© The Author(s), under exclusive license to APress Media, LLC, part of Springer Nature 2021
R. C. L'EsteveThe Definitive Guide to Azure Data Engineeringhttps://doi.org/10.1007/978-1-4842-7182-7_6

6. Load Data Lake Storage Gen2 Files into a Synapse Analytics Dedicated SQL Pool

Ron C. L’Esteve1  
(1)
Chicago, IL, USA
 

Chapter 4 showed you how to create a dynamic, parameterized, and metadata-driven process to fully load data from an on-premises SQL Server to Azure Data Lake Storage Gen2. This chapter will demonstrate how to fully load all of the snappy compressed parquet data files from ADLS Gen2 into an Azure dedicated SQL pool.

Azure Data Factory’s sink Copy activity allows three different copy methods for loading data into an Azure dedicated SQL pool, which is part of the Azure Synapse Analytics ecosystem. This chapter will explore these three methods using a dynamic and parameterized ADF pipeline:
  1. 1)

    PolyBase

     
  2. 2)

    Copy command

     
  3. 3)

    Bulk insert

     

First, there is some prep work to do by creating the datasets and the pipelines demonstrated in the first few sections of the chapter. Toward the end of the chapter, the three methods for loading data that have been listed previously will be discussed and demonstrated.

Recreate the Pipeline Parameter Table

Begin by recreating the pipeline_parameter table in the ADF_DB that you had created in Chapter 4 to make it much more robust in preparation for the ADF pipeline that will be built in this chapter.

The following is the code to recreate the table. It first drops the table if the table exists. Then it creates the table anew:
USE [ADF_DB]
go
/****** Object:  Table [dbo].[pipeline_parameter]    ******/
IF EXISTS (SELECT *
           FROM   sys.objects
           WHERE  object_id = Object_id(N'[dbo].[pipeline_parameter]')
                  AND type IN ( N'U' ))
────────
EXERCISE 1
Identify every line in the records below that contains the word "sign", and copy each of those lines.
────────
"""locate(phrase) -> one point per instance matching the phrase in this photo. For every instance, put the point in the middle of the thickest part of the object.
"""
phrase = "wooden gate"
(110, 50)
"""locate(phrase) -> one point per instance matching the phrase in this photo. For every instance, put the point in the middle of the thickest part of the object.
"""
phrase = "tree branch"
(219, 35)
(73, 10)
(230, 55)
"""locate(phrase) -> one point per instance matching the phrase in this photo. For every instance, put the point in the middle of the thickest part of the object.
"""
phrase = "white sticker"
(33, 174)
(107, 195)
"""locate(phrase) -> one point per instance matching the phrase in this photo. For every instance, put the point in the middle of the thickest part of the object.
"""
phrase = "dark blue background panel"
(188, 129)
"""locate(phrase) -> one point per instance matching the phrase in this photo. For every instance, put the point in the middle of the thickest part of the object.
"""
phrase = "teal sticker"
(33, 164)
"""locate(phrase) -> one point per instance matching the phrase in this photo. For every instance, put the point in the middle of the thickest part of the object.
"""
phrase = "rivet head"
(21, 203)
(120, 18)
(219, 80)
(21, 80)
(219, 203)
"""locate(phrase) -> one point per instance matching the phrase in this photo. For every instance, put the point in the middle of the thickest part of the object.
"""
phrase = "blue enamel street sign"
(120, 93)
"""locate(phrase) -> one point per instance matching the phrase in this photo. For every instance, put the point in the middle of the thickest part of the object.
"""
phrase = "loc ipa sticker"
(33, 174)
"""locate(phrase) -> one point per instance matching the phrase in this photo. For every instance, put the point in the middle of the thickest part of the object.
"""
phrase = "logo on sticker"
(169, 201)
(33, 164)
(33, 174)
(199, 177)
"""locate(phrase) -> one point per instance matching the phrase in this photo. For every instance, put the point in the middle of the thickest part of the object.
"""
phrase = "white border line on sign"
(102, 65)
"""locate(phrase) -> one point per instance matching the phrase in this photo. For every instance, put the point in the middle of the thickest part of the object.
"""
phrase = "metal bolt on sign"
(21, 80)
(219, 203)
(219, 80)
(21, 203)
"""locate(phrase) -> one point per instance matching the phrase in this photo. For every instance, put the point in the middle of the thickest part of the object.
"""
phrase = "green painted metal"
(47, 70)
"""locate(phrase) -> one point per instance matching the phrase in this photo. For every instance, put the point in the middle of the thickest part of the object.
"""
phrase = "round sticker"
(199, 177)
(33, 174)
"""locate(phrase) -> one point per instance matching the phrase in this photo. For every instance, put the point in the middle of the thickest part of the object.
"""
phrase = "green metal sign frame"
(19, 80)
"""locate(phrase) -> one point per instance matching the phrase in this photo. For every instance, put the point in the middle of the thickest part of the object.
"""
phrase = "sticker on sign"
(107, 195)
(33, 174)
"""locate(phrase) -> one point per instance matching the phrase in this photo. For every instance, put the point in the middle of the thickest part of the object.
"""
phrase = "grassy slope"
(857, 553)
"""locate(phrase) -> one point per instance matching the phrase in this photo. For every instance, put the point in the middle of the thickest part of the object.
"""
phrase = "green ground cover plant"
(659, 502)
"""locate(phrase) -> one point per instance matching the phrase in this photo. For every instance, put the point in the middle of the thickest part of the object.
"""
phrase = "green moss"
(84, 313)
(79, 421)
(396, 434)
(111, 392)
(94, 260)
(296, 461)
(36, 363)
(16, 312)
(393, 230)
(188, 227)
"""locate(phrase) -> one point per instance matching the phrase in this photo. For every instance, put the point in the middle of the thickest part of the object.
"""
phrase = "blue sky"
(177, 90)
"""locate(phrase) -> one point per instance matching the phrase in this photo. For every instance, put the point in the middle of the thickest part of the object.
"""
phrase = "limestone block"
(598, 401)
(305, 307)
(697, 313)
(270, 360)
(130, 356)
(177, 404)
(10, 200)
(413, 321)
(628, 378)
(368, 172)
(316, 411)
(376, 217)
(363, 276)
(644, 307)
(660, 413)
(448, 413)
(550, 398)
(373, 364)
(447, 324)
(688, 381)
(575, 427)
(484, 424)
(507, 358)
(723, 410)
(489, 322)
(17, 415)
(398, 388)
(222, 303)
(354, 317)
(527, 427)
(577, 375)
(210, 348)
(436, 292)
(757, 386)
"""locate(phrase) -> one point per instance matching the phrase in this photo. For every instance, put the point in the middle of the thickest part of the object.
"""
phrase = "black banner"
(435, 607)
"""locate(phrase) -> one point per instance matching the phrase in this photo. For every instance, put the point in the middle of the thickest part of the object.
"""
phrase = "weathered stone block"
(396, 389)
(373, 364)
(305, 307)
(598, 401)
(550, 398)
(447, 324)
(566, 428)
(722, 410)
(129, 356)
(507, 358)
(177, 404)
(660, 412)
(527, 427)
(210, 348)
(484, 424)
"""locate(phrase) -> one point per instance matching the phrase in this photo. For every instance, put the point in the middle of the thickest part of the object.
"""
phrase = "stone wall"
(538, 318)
────────
EXERCISE 2
Answer these questions about the chapter on loading Data Lake Storage Gen2 files into a dedicated SQL pool:
(a) What three copy methods does the Azure Data Factory sink Copy activity allow for loading data into a dedicated SQL pool?
(b) In which database is the pipeline_parameter table recreated?
(c) What does the code for recreating the table do first if the table already exists?

WRITTEN RESPONSE 1
phrase = "blue enamel street sign"
phrase = "white border line on sign"
phrase = "metal bolt on sign"
phrase = "green metal sign frame"
phrase = "sticker on sign"

WRITTEN RESPONSE 2
(a) PolyBase, Copy command, and Bulk insert.
(b) ADF_DB.
(c) It drops the table.